**Extrait fourni:**
———
Un autre groupe tout aussi important dans cette région des États-Unis, le Nord-Est, fut certainement les Algonquiens. Ceux-ci comprenaient également plusieurs peuples, dont les Abénaquis, les Ojibwés, les Fox, les Chippewa, les Delaware, les Cheyennes, les Arapahos, les Shawnees, etc. À l'époque des premières colonies européennes en Amérique du Nord, les peuples algonquiens occupaient non seulement dans ce qui est maintenant le Nouveau-Brunswick et une grande partie du Canada, mais également la Nouvelle-Angleterre, le New Jersey, le sud-est de New-York, le Delaware et le long de la côte atlantique, ainsi que autour des Grands Lacs dans le Minnesota, le Wisconsin, le Michigan, l'Illinois, l'Indiana et l'Iowa. Au moment de l'arrivée des Européens, la Confédération hégémonique des Iroquois, basée dans les actuels États de New-York et de la Pennsylvanie, était régulièrement en guerre avec leurs voisins algonquiens. En ce qui concerne particulièrement les Abénaquis, ils étaient situés dans le nord de la Nouvelle-Angleterre dans ce qui est aujourd'hui le Maine, le New Hampshire et le Vermont dans ce qui est devenu les États-Unis, et aussi l'est du Québec (qu'on appelait alors le Canada); ils avaient établi des relations commerciales avec des colons français qui s'étaient installés le long de la côte atlantique et du fleuve Saint-Laurent.
———
**Lignes de données:**
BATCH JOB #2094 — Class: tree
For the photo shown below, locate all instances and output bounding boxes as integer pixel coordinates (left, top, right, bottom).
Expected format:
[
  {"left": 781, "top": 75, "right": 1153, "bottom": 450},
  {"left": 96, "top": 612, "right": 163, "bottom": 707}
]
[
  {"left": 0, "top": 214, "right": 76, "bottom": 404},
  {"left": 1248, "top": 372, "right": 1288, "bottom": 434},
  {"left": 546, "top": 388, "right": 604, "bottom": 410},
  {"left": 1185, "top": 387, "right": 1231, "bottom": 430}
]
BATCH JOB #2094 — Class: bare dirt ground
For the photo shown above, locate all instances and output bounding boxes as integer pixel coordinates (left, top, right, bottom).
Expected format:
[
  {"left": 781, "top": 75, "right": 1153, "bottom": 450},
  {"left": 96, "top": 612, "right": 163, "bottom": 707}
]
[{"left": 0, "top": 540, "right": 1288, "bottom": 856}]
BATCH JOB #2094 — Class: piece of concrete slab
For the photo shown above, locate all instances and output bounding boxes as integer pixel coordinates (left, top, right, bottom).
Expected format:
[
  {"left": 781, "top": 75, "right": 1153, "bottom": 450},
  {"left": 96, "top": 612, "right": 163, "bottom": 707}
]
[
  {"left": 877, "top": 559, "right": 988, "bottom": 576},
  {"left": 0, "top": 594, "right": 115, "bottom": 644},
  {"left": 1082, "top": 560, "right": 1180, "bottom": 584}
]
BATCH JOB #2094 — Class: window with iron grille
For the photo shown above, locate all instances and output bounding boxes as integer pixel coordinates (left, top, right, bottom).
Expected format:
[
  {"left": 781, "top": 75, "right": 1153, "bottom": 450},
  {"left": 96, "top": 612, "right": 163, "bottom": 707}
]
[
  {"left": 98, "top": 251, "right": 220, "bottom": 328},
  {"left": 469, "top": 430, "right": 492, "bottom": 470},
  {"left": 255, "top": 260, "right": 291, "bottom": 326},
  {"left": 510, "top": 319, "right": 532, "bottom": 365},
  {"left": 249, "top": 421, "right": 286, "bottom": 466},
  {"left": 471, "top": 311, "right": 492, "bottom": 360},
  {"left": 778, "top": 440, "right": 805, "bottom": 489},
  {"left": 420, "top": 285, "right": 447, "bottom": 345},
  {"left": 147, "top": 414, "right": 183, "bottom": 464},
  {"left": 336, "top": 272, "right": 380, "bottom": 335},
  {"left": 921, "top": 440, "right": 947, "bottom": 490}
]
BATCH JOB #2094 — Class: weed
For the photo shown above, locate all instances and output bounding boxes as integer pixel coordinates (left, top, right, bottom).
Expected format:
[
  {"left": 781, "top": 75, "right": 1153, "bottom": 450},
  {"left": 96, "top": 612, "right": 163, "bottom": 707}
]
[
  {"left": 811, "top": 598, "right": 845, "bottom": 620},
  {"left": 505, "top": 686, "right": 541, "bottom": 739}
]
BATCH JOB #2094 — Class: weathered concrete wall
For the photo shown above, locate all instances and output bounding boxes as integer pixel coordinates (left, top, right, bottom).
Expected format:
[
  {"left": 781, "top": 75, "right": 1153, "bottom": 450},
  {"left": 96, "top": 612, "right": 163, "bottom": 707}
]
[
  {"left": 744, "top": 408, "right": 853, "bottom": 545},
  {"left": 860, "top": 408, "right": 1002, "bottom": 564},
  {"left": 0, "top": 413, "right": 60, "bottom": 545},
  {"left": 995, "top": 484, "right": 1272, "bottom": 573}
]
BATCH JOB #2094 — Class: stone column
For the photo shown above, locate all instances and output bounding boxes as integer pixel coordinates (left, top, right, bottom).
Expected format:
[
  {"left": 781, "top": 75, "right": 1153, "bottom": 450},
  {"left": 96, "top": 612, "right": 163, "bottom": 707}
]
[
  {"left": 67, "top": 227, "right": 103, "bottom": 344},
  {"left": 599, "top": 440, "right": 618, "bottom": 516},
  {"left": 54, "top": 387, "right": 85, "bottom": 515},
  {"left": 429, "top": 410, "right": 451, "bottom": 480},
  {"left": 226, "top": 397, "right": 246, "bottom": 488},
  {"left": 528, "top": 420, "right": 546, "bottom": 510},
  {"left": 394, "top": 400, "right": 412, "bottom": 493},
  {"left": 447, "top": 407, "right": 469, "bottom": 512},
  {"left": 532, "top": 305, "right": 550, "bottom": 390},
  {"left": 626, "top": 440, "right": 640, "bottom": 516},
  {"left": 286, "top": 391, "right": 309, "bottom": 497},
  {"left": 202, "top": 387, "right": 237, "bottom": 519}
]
———
Prolongez le texte sur les peuples algonquiens au-delà de sa dernière phrase. La liste constitue un matériau distinct du texte sur les peuples algonquiens.

Les Français ont rencontré des peuples algonquiens aussi dans le "Midwest" grâce à leur commerce et à la colonisation limitée de la Nouvelle-France le long des fleuves Mississippi et Ohio. Les peuples historiques du «pays des Illinois» étaient les Shawnee, les Illiniwek, les Kickapoo, les Menominis, les Miami, les Sauk et les Meskwaki. Dans l'"Upper West", on trouvait les Ojibwés, les Chippewa, les Odawa, les Potawatomi et divers groupes cris vivant dans la péninsule supérieure du Michigan, au Wisconsin, au Minnesota et dans les Prairies canadiennes. Tous ces peuples parlaient des langues algonquiennes. Les communautés qui parlaient des langues algonquiennes figuraient parmi les nations autochtones les plus peuplées et les mieux organisées d'Amérique du Nord au moment de l'arrivée des Européens.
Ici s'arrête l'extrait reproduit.